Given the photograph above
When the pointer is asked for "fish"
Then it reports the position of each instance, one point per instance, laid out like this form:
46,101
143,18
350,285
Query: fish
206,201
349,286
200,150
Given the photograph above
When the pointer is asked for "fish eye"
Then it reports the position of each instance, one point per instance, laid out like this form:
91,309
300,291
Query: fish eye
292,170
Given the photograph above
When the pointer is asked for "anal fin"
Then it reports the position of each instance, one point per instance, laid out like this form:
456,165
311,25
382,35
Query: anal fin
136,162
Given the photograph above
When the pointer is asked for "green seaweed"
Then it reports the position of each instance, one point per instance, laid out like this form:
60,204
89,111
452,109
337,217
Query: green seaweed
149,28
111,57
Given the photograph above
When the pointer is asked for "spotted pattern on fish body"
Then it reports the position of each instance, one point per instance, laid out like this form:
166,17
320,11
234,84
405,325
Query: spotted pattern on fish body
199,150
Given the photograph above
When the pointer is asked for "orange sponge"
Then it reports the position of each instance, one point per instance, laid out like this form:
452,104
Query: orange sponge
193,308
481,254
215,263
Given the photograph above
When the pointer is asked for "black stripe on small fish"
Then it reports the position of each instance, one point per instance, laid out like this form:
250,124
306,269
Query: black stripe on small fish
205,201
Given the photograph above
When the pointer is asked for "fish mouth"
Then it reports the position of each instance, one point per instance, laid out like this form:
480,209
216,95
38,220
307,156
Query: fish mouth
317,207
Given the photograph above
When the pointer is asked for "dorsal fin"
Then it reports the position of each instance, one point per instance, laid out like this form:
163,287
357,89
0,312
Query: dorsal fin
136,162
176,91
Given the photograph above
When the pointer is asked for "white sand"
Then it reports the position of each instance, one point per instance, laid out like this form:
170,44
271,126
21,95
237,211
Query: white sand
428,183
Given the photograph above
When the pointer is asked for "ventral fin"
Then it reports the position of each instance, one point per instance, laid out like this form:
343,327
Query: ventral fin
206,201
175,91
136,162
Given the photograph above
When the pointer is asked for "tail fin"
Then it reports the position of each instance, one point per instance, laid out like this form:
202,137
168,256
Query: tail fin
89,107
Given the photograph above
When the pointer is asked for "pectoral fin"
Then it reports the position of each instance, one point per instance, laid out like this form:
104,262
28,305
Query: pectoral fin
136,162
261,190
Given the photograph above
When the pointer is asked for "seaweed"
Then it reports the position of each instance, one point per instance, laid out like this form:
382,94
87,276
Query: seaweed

◆ **Problem details**: Exactly as written, please output every entry.

◆ **Written answer**:
Given the photograph above
When the pointer is asked for "fish"
Then it reports the position of each instance, one point per instance, laid out like this form:
46,101
143,18
350,285
Query: fish
206,201
349,286
200,150
Given the photograph above
When the pointer is asked for "fish eye"
Then it reports the position of each instance, one point per instance, laid out like this form:
91,309
300,291
Query: fish eye
292,170
Given the photograph above
When the pointer is asked for "anal fin"
Then it reports the position of each instance, one point per instance, laid out like this form:
456,165
311,25
382,35
Query: anal fin
136,162
Given the photograph above
When the pointer is asked for "green seaweed"
Then it reports the position of each instance, one point per instance, laid out like this form:
60,204
89,111
452,109
337,217
Query: green seaweed
149,28
111,57
Given the photograph above
When the pointer is asked for "spotted pattern on fish body"
Then it reports the position of each instance, one point per instance, laid out like this form:
166,17
320,11
234,84
405,325
Query: spotted pattern on fish body
199,150
Given the photograph above
When the pointer is asked for "orange sponge"
Then it reports the position of each instance, one point per instance, laid out like this form:
452,104
Query: orange sponge
193,308
481,254
215,263
Given the photograph above
When the pointer is asked for "black stripe on small fish"
Then it reports the position of each instance, one point per instance, laid out like this form:
250,124
306,269
Query: black stripe on small fish
205,201
Given the photograph above
When the pointer is asked for "fish mouth"
Then it reports the position of each instance, one point per instance, laid out like this form:
480,209
216,95
38,220
307,156
Query: fish mouth
317,207
Given the photograph above
When the pointer is asked for "dorsal fin"
Then it reports the position of each instance, one point per instance, laid out like this form:
163,287
357,89
0,312
Query: dorsal fin
136,162
176,91
Given the photograph above
When the pointer is asked for "white sand"
Then it reports the position of each instance, one point per instance, laid out like this form:
170,44
271,126
21,95
237,211
Query: white sand
428,183
Given the photograph above
When the pointer is asked for "ventral fin"
Then it reports the position of each instance, one point per instance, laid out like this form:
343,327
Query: ventral fin
206,201
175,91
136,162
Given the photograph above
When the pointer is asked for "tail fin"
Then it reports the position of each instance, one point per instance, laid out like this form:
202,137
168,256
Query: tail fin
89,107
Given the photograph above
When the pointer is asked for "pectoral fin"
Then it reports the position of each instance, one point per instance, laid out like this form:
104,262
28,305
Query: pectoral fin
136,162
261,190
Given the photograph above
When the pointer is asked for "seaweed"
Then it reports the position of each instance, one point per instance, laid out like this form:
382,94
87,276
Query: seaweed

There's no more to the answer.